● Data in this exercise
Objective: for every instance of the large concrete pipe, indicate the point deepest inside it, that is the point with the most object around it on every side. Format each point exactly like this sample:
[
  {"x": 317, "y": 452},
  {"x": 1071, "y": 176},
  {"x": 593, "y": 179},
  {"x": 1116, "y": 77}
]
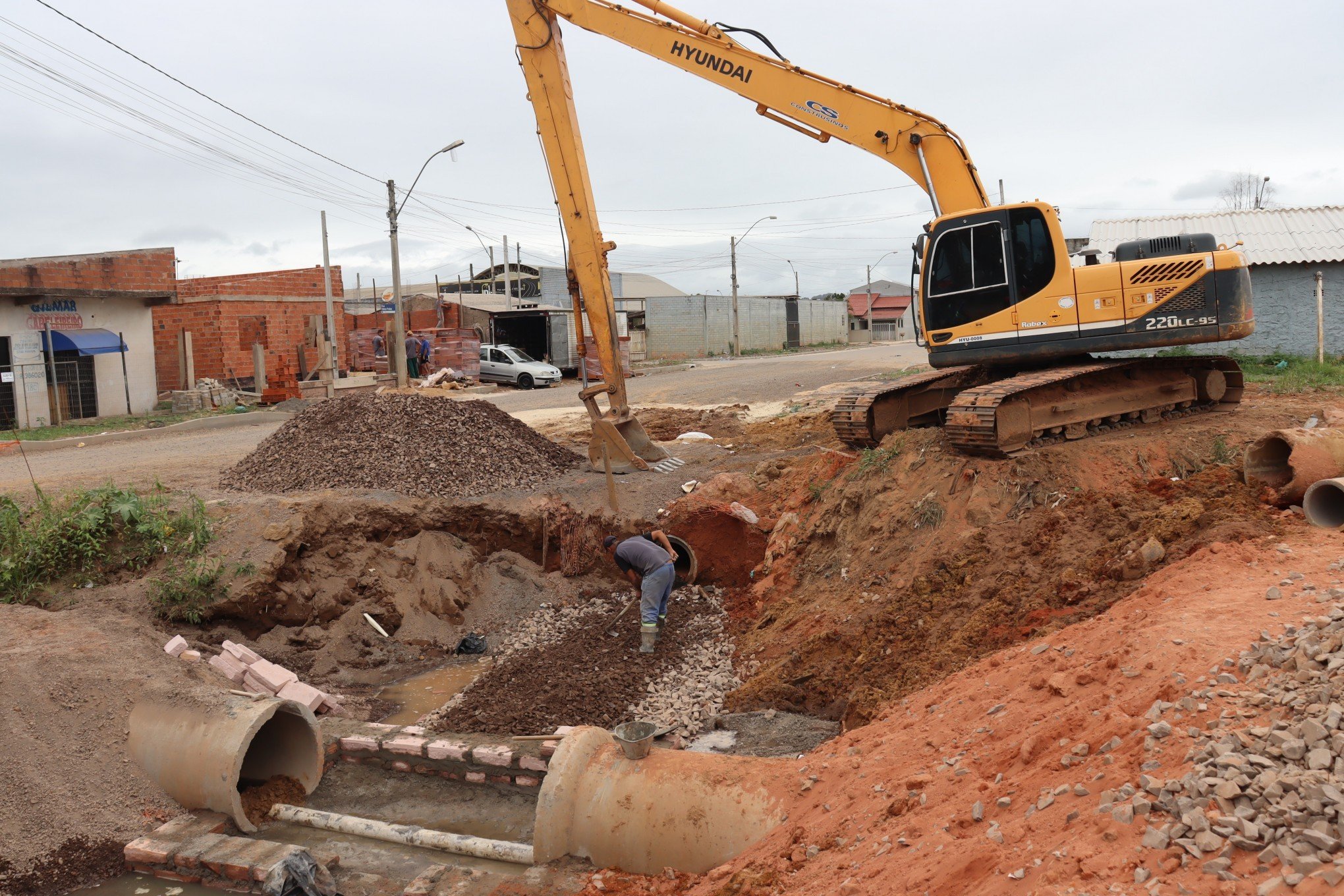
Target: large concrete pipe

● Brief
Reproduce the material above verbatim, leaving out the picture.

● Response
Objective: for every instance of the large concrete pipe, indicate the point deepest inside it, that is the point with the most object around it on every side. Format each point exactly like this sample:
[
  {"x": 317, "y": 452},
  {"x": 1071, "y": 176},
  {"x": 593, "y": 179},
  {"x": 1116, "y": 77}
]
Target: large concrete pipe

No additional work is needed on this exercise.